Collection entries
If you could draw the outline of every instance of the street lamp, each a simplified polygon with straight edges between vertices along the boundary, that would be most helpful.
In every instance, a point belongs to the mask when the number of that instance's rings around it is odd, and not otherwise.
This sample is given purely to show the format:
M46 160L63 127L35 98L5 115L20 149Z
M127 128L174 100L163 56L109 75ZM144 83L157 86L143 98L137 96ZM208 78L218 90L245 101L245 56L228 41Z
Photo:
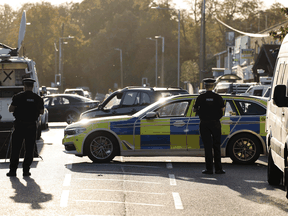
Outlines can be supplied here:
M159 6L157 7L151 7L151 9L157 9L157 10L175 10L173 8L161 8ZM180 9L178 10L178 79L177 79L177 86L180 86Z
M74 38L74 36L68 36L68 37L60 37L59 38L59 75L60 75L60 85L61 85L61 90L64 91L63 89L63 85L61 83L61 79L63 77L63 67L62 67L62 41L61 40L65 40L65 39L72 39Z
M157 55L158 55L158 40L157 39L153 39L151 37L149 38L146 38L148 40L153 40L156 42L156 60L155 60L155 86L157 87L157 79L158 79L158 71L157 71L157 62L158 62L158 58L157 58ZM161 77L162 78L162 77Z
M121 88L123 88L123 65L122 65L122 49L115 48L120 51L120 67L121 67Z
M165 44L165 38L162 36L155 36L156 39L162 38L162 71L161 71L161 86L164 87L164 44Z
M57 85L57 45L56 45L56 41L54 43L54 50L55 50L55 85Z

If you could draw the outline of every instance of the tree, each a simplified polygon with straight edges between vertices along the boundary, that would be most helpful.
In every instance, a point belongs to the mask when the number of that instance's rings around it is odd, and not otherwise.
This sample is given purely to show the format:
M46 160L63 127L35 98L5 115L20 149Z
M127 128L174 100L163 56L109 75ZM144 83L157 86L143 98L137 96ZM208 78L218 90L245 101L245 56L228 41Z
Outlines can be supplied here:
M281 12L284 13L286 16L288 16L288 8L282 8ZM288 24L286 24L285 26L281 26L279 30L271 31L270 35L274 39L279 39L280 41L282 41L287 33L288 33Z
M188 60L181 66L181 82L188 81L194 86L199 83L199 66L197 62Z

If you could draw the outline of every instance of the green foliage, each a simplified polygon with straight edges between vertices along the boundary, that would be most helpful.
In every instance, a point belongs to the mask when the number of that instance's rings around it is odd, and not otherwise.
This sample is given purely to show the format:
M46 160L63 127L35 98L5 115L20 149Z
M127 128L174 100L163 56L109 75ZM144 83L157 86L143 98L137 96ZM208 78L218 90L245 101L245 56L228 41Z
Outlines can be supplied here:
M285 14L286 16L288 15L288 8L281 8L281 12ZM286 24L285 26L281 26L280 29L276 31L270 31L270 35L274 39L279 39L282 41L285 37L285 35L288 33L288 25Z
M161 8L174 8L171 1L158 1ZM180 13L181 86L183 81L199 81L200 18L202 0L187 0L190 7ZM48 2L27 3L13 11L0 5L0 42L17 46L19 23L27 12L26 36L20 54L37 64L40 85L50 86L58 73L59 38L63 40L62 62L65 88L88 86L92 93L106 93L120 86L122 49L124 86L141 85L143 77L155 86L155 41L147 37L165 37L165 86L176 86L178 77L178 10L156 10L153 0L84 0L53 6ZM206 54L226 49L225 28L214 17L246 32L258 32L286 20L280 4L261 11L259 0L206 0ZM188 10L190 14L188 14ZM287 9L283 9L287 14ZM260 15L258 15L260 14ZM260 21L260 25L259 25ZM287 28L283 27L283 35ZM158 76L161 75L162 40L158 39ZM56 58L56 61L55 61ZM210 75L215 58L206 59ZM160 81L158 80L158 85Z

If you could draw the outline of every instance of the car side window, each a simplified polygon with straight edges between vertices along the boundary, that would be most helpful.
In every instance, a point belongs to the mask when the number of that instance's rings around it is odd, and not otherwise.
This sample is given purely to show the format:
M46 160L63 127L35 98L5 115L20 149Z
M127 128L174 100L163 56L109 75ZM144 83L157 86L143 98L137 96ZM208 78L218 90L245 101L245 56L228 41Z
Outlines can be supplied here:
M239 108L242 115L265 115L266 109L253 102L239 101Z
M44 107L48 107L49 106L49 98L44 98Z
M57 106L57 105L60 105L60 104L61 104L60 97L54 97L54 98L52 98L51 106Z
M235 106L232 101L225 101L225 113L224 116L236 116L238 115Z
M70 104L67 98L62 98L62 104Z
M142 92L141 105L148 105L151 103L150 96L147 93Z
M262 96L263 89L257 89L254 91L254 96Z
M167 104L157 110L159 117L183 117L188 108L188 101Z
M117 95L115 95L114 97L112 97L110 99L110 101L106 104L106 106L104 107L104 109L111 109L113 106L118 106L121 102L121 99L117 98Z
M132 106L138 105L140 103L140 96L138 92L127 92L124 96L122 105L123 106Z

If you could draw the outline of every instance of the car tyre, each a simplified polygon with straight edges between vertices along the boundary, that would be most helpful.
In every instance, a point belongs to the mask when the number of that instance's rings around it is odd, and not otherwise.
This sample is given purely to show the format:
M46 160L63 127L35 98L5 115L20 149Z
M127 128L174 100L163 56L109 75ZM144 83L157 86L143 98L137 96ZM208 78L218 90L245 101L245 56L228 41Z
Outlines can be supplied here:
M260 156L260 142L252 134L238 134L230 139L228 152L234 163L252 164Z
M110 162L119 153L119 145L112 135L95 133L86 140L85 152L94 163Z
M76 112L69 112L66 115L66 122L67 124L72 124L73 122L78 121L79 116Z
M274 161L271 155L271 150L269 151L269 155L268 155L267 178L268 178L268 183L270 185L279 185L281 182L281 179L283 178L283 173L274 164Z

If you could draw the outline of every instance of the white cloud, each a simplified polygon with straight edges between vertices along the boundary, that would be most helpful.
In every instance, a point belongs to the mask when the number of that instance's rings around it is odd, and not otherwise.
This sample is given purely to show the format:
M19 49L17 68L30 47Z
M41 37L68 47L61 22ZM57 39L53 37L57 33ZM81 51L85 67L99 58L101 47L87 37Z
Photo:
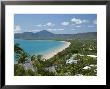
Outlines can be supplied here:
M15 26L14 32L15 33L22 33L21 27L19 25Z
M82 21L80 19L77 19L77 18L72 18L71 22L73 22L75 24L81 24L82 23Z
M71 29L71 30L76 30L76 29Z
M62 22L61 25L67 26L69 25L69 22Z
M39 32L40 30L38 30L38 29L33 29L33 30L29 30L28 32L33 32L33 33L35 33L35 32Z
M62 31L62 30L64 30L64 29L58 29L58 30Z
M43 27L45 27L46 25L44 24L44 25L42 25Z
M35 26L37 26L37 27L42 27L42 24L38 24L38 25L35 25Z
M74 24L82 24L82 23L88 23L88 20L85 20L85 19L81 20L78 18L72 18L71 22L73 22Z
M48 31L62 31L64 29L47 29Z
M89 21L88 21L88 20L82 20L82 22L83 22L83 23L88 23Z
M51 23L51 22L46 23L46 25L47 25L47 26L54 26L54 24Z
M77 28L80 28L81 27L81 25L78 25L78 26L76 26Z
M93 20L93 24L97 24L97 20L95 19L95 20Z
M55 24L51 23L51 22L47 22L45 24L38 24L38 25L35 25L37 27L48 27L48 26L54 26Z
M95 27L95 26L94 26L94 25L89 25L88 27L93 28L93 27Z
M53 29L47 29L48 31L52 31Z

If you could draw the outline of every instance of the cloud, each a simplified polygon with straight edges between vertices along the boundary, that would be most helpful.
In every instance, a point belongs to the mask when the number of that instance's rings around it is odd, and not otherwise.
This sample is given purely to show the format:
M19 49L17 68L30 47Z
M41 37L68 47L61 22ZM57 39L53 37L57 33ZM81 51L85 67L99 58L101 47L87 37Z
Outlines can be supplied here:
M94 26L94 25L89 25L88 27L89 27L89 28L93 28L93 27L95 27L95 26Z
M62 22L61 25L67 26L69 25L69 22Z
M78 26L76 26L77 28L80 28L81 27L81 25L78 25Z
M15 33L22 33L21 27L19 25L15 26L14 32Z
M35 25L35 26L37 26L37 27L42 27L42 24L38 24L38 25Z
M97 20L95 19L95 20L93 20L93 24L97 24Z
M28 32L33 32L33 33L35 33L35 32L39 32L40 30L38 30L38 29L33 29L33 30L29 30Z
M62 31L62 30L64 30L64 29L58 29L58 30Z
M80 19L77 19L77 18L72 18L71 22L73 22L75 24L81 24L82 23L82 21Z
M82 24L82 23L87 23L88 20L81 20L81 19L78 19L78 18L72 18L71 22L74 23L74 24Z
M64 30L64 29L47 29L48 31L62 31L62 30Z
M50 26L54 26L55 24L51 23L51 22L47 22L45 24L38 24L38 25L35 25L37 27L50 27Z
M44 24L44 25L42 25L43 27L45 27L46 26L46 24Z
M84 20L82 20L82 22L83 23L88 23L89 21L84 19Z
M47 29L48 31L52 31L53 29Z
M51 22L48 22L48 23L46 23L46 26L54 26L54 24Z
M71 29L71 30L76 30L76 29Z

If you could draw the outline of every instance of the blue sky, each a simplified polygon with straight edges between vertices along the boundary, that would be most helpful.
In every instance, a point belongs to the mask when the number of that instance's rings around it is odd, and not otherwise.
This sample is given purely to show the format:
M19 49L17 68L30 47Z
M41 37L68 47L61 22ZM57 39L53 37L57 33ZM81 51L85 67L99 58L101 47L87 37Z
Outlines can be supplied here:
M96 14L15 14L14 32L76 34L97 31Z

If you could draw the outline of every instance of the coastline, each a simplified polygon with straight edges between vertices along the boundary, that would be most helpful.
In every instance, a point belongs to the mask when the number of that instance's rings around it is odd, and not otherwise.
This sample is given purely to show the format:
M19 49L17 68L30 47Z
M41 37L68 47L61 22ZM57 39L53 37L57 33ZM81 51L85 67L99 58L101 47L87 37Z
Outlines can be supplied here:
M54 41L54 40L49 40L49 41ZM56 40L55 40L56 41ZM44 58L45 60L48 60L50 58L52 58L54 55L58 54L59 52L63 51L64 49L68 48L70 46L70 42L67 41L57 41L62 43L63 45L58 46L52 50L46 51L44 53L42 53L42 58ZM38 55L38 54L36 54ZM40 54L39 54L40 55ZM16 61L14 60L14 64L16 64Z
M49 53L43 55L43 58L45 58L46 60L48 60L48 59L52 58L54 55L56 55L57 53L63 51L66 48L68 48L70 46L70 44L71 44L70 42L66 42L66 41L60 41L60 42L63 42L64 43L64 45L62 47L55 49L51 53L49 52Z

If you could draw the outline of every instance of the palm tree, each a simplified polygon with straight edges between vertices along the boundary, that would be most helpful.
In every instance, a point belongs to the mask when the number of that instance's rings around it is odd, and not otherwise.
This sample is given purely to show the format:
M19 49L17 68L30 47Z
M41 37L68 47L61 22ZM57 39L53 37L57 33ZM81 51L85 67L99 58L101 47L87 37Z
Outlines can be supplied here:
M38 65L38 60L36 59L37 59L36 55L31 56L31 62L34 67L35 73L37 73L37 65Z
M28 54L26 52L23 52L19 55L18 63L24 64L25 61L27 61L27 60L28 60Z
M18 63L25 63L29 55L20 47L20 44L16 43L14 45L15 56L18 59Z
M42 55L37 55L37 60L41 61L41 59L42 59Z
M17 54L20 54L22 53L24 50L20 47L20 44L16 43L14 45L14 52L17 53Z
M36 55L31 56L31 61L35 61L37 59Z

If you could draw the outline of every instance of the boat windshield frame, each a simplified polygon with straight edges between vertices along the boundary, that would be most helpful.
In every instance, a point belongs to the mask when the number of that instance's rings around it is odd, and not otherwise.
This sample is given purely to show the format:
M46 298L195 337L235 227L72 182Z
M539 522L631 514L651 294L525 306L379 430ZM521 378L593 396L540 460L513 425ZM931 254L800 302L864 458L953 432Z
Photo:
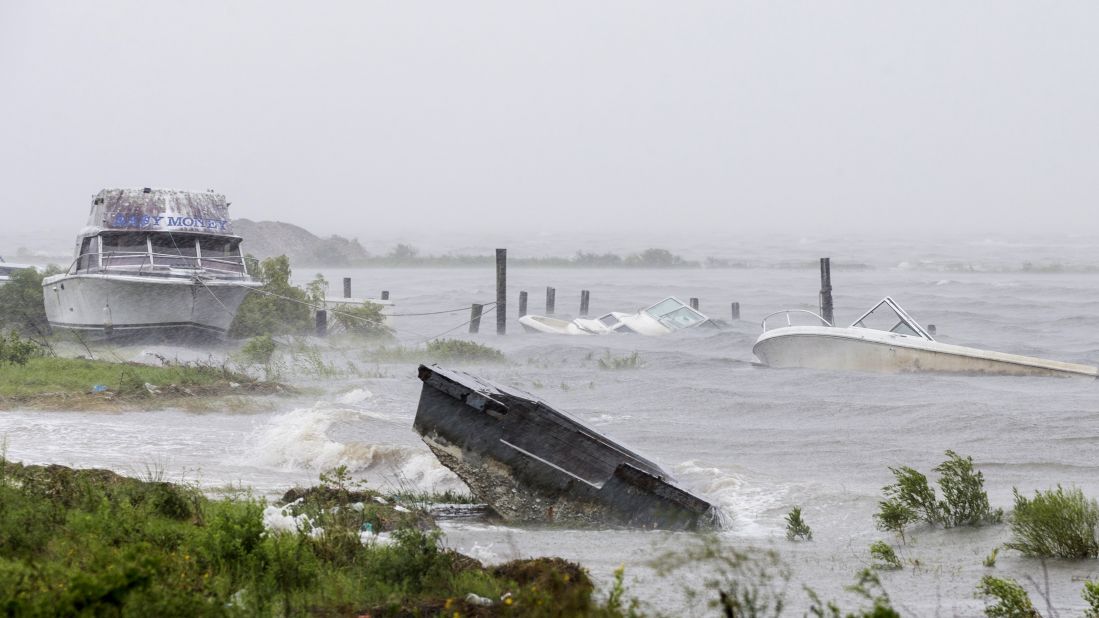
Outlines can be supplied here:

■ **Exercise aim**:
If a line falls between the one containing "M539 522L631 514L651" and the last line of the entries above, both included, reproduce it exactly; leave the pictures out.

■ **Answer below**:
M539 522L631 514L651 294L525 306L379 430ZM521 378L593 396L540 460L513 425ZM931 254L800 302L864 458L953 432Z
Photo:
Outlines can be supplied here:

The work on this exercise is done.